Gegeven tekst:
________
Artikel 1.5, tweede lid, onderdeel h

Het elektrisch verwarmen van een woning brengt, als dit niet op de juiste manier gebeurt, hogere milieubelasting en veel hogere gebruikskosten met zich mee dan het gebruik van aardgas. Om de CO2 uitstoot te beperken en te voorkomen dat huurders opgezadeld worden met onredelijk hoge energielasten wordt met dit artikel daarom de minst efficiënte elektrische verwarmingsoplossingen uitgesloten van subsidie. Ook wordt op deze manier de belasting van de zwaar belaste elektriciteitsinfrastructuur in Amsterdam verminderd. Het gaat nadrukkelijk om verwarmingsinstallaties, dus ruimteverwarming en tapwaterverwarming en niet om de kookvoorziening. Voor kookvoorzieningen zijn er helaas geen praktisch bruikbare alternatieven. Met de uitsluiting van de kosten voor elektrische weerstandsverwarming wordt gedoeld op apparaten die een opwekrendement (= bruikbare warmte energie (J) gedeeld door verbruikte elektrische energie in (J)) hebben dat niet hoger is dan 1. Het gaat nadrukkelijk om het uitsluiten van de minst efficiënte elektrische verwarmingsoplossingen. Voor de helderheid worden de kosten voor warmtepompen, directe infraroodpanelen en elektrische boilers met een voldoende groot opslagvat worden wel als subsidiabele kosten aangemerkt.
________
Oefengegevens:
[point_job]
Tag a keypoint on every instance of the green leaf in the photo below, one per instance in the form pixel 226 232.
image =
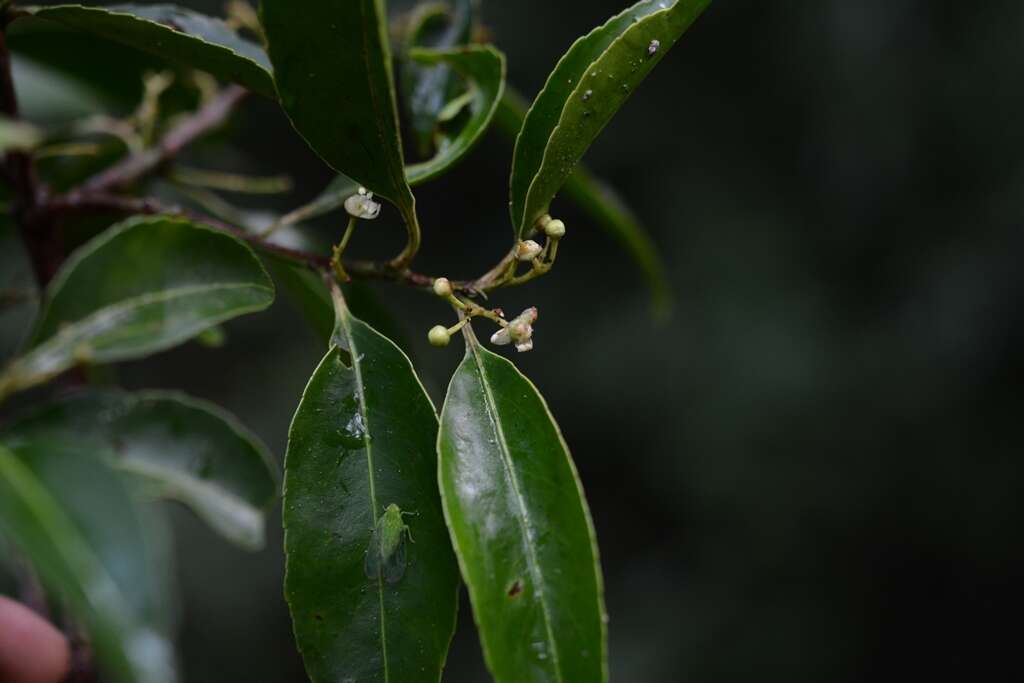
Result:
pixel 93 546
pixel 179 447
pixel 141 287
pixel 604 207
pixel 47 95
pixel 583 93
pixel 427 89
pixel 179 36
pixel 309 294
pixel 520 526
pixel 332 65
pixel 483 68
pixel 17 134
pixel 363 439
________
De opdrachten:
1. Herhaal woordelijk alles in de lijst, vanaf het begin ervan tot en met de regel met "pixel 309 294". Laat de afbeeldingen daarbij weg.
2. Zet de tekst over het uitsluiten van elektrische verwarming van subsidie voort na de laatste zin.
De lijst heeft niets met de tekst te maken.

Eindresultaten:
1.
[point_job]
Tag a keypoint on every instance of the green leaf in the photo below, one per instance in the form pixel 226 232.
image =
Result:
pixel 93 546
pixel 179 447
pixel 141 287
pixel 604 207
pixel 47 95
pixel 583 93
pixel 427 89
pixel 179 36
pixel 309 294

2.
Artikel 1.5, tweede lid, onderdeel i

De regeling is zowel vooraf als achteraf aan te vragen. Deze bepaling begrenst, via de factuurdatum, hoe lang na de uitvoering het nog zinnig is om subsidie aan te vragen. Kosten die meer dan een jaar voor de aanvraag zijn gerealiseerd zijn niet subsidiabel.

Artikel 1.6 Maximering en stapeling

Dit artikel bepaalt een concreet maximum aan de subsidie, zodat in alle gevallen voldaan wordt aan het compensatiecriterium dat volgt uit het Altmark-arrest. Het maximum dat uit dit artikel volgt staat in principe los van het maximale subsidiebedrag dat volgt uit de hoogte van de subsidie die wordt bepaald in de hoofdstukken die met een nummer 2 of 3 beginnen. Het betreft een onafhankelijk controle en waarborg tegen overcompensatie.

De grens die de gemeente Amsterdam stelt om stapeling tegen te gaan heeft uitsluitend effect op de subsidies die gemeente Amsterdam verleent. Het is goed mogelijk dat de andere subsidieverstrekker er andere of strengere voorwaarden tegen stapeling op nahoudt. Daarop heeft de deze subsidieregeling geen invloed en daar wordt ook geen rekening mee gehouden.

Artikel 1.6, eerste lid

Het eerste lid regelt dat de subsidie niet hoger mag zijn dan de daadwerkelijk gemaakte subsidiabele kosten voor de uitvoering van de subsidiabele activiteiten. Daadwerkelijk gemaakte kosten blijken uit de facturen die de aanvrager volgens artikel 1.10, eerste lid, onderdeel a meestuurt bij zijn aanvraag tot vaststelling.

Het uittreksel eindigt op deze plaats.